The line that contains "Query: white snowy slope" marks the start. Output it and all remaining lines exactly, through the final line of the listing.
:: Given records ::
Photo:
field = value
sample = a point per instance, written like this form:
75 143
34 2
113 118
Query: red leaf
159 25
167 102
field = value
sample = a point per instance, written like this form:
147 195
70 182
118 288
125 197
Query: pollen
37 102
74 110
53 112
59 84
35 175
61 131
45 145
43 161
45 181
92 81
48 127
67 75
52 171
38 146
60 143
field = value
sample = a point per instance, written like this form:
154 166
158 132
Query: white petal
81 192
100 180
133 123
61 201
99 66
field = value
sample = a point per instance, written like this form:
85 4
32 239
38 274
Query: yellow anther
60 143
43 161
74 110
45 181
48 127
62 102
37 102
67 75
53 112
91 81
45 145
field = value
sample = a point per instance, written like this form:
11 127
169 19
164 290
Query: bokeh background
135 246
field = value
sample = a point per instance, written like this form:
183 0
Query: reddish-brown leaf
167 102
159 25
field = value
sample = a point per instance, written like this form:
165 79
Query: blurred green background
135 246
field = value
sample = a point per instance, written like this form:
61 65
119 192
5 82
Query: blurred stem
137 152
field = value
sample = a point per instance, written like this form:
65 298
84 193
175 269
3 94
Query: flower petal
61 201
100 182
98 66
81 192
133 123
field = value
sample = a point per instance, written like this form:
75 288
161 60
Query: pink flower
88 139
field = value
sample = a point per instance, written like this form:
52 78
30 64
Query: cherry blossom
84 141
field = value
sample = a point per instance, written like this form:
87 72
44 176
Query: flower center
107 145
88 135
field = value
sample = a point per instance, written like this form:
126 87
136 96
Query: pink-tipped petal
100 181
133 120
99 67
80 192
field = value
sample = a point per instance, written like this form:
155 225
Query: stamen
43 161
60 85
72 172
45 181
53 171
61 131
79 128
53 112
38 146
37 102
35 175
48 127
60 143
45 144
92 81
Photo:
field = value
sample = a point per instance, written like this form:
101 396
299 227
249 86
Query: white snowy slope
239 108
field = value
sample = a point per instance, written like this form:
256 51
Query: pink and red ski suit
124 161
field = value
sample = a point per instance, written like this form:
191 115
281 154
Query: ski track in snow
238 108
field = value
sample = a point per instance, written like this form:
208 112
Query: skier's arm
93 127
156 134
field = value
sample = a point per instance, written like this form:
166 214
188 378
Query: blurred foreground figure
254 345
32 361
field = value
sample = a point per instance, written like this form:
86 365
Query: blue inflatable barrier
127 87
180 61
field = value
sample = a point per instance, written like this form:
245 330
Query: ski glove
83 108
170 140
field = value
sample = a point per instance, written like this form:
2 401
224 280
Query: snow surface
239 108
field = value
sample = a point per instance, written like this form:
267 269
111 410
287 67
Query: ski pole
:::
Your solution:
Query: white snowy slope
239 108
field = value
sample = a point per instance, written like this form:
256 51
Query: pink and red ski suit
124 161
field = value
sample = a point per instance, written like this form:
191 115
281 154
Query: ski track in snow
238 108
field = value
sample = a point per instance, written like this form:
208 112
Query: skier's arm
93 127
156 134
field = value
sample = a point per instance, written like this form:
166 214
188 378
Query: blurred foreground figure
254 345
32 361
field = value
sample = a point per instance, written like this form:
86 365
Query: blue inflatable barrier
127 87
180 61
field = value
sample = a point per instance, written like this form:
245 330
Query: ski glove
83 108
170 140
field = value
sample = a point per instance, written like this form:
2 401
224 280
Query: snow surface
239 108
field = value
sample = a point per instance, written like this form:
267 269
111 410
287 67
Query: ski pole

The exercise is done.